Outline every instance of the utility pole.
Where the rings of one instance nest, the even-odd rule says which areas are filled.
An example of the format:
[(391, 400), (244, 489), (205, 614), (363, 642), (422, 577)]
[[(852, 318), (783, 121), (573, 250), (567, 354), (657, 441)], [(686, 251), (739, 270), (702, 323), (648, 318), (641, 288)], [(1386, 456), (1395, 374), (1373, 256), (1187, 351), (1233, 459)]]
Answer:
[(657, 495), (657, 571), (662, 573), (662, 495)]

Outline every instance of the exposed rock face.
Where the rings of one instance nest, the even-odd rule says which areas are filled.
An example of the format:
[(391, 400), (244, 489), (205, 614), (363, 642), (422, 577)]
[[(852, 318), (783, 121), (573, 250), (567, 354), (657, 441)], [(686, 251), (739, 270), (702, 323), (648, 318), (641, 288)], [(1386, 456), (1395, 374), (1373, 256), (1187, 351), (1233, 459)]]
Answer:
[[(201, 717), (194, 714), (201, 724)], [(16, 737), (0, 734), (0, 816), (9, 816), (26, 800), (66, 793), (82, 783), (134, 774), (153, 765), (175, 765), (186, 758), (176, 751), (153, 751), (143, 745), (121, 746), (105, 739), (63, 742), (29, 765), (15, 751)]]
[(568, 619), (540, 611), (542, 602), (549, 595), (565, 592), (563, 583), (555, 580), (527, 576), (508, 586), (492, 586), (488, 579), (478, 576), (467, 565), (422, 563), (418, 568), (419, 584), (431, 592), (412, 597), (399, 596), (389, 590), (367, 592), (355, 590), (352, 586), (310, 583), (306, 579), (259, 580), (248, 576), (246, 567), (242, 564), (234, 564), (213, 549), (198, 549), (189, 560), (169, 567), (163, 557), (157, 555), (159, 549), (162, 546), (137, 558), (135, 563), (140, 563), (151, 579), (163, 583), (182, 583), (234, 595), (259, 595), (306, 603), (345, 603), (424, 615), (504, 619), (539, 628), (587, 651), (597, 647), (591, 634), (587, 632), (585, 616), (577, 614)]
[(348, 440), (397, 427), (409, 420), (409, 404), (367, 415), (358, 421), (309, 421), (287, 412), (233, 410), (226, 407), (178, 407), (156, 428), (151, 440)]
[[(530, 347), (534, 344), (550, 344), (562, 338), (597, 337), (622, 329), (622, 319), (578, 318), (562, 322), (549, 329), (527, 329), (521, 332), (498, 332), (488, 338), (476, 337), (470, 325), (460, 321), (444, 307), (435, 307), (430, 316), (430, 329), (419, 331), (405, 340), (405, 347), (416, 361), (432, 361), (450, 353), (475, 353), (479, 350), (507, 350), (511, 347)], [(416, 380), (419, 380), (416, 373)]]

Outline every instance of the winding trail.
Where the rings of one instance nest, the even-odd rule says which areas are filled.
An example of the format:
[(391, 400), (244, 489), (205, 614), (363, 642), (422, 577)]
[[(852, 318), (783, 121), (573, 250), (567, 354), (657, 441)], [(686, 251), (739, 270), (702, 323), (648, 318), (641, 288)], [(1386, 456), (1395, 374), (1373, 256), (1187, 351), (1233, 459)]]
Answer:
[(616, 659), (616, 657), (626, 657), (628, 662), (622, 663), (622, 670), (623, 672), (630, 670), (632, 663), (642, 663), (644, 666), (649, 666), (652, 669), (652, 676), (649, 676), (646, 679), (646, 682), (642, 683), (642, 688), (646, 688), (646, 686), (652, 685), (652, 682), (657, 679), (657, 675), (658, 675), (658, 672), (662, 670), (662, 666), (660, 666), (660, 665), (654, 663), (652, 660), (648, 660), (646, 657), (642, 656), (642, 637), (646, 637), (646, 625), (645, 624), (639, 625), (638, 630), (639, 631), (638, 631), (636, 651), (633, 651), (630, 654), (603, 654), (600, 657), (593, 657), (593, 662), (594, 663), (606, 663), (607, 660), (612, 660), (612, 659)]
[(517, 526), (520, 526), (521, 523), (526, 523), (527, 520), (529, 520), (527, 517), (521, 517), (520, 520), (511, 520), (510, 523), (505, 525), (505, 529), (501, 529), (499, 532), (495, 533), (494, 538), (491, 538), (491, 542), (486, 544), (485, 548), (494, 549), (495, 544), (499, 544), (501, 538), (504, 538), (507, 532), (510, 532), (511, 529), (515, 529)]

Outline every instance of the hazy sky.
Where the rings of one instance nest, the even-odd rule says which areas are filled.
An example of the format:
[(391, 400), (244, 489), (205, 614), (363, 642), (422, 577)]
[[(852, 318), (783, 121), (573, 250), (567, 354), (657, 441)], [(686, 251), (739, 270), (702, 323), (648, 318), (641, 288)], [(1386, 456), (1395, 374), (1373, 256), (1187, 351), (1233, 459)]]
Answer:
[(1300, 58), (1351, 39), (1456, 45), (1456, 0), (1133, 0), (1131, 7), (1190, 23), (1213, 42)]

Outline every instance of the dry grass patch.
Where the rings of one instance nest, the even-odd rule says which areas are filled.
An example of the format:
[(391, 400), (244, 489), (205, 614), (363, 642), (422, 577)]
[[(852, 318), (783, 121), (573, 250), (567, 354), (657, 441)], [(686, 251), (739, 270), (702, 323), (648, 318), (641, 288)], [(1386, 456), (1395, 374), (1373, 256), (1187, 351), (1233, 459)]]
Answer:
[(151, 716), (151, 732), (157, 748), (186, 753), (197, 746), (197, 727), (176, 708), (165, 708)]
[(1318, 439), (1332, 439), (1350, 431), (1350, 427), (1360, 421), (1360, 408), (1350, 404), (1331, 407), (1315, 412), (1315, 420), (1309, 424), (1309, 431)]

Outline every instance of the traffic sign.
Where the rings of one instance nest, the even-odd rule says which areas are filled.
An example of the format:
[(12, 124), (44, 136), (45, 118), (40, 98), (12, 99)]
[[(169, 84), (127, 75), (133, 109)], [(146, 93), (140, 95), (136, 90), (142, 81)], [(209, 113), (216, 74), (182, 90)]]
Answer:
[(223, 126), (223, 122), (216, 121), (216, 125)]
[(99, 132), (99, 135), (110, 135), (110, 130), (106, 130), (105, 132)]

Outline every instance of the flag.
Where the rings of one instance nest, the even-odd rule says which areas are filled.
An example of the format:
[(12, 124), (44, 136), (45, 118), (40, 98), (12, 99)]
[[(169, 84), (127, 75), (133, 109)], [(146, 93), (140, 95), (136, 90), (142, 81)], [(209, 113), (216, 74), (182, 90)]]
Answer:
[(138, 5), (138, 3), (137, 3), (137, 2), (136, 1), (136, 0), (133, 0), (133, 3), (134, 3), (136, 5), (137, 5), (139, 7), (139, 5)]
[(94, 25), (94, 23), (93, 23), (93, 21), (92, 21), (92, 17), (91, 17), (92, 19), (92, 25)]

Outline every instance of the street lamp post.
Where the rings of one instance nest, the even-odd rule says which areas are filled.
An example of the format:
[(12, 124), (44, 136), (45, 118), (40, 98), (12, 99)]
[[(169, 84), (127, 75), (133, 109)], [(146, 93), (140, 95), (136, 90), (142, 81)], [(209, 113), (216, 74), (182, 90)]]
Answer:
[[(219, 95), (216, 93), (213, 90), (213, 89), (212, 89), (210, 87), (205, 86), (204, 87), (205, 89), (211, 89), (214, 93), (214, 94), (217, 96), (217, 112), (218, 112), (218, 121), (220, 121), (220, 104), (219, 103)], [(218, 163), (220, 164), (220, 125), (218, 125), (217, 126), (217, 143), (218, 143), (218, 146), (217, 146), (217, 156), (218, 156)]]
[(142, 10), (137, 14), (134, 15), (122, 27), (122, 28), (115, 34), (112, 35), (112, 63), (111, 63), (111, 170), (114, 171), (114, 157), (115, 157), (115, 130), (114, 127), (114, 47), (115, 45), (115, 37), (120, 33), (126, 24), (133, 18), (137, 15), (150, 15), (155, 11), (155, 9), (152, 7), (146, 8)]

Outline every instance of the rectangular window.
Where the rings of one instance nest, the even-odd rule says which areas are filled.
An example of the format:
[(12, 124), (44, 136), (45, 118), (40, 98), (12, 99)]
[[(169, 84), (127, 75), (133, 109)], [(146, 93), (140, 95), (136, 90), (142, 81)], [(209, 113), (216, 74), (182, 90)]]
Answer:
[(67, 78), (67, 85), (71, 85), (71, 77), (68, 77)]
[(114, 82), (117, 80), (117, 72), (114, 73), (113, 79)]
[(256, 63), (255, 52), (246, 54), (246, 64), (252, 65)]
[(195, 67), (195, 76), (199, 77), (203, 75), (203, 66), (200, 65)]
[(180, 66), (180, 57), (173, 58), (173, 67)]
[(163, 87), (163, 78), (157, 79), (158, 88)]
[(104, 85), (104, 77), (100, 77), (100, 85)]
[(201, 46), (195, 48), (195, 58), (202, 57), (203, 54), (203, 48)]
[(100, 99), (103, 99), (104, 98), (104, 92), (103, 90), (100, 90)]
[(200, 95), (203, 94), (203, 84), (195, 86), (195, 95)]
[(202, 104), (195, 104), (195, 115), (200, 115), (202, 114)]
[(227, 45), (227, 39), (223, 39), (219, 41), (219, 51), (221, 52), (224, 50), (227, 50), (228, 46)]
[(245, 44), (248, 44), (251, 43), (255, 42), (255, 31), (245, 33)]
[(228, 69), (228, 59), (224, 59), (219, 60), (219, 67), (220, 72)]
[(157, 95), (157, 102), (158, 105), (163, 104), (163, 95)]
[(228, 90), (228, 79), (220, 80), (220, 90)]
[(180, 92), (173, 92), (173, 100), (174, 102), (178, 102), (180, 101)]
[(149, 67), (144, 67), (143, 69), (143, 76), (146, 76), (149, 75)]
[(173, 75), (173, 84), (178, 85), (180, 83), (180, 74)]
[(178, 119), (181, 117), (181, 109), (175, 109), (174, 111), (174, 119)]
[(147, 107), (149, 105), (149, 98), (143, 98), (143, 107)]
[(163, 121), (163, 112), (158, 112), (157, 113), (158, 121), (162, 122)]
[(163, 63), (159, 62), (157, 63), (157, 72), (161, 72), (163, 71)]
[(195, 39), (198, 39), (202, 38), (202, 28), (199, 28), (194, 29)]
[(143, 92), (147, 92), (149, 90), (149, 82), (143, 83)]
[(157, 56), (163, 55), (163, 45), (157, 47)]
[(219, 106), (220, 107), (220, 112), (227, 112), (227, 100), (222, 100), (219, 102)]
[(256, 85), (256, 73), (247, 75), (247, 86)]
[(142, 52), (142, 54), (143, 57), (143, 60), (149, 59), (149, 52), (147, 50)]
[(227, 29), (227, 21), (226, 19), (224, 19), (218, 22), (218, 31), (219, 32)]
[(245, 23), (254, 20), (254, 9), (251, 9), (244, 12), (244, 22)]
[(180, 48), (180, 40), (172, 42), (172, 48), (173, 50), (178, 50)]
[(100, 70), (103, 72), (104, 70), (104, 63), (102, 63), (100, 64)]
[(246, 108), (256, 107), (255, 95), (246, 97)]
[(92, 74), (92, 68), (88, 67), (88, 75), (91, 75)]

■ ■ ■ ■ ■ ■ ■

(GOAL): Reproduce verbatim the lines from the one containing "Outline every instance of the street" through the one containing "7), (146, 8)]", both included.

(RESULT FOR THIS EXERCISE):
Outline every instance of the street lamp post.
Where the rings of one instance nest, the even-odd rule says which areas are filled.
An example of the format:
[(12, 124), (44, 136), (45, 118), (40, 98), (12, 99)]
[[(169, 84), (127, 75), (133, 109)], [(146, 93), (140, 95), (136, 90), (142, 81)], [(209, 113), (216, 74), (182, 90)]]
Answer:
[[(219, 95), (216, 93), (213, 90), (213, 89), (212, 89), (210, 87), (205, 86), (204, 87), (205, 89), (211, 89), (214, 93), (214, 94), (217, 96), (217, 112), (218, 112), (218, 121), (220, 121), (220, 104), (219, 103)], [(218, 163), (220, 164), (220, 125), (218, 125), (217, 126), (217, 143), (218, 143), (218, 146), (217, 146), (217, 156), (218, 156)]]
[(142, 10), (137, 14), (134, 15), (122, 27), (122, 28), (115, 34), (112, 35), (112, 63), (111, 63), (111, 170), (114, 171), (114, 157), (115, 157), (115, 130), (114, 127), (114, 47), (115, 45), (115, 37), (120, 33), (126, 24), (133, 18), (137, 15), (150, 15), (155, 11), (155, 9), (152, 7), (146, 8)]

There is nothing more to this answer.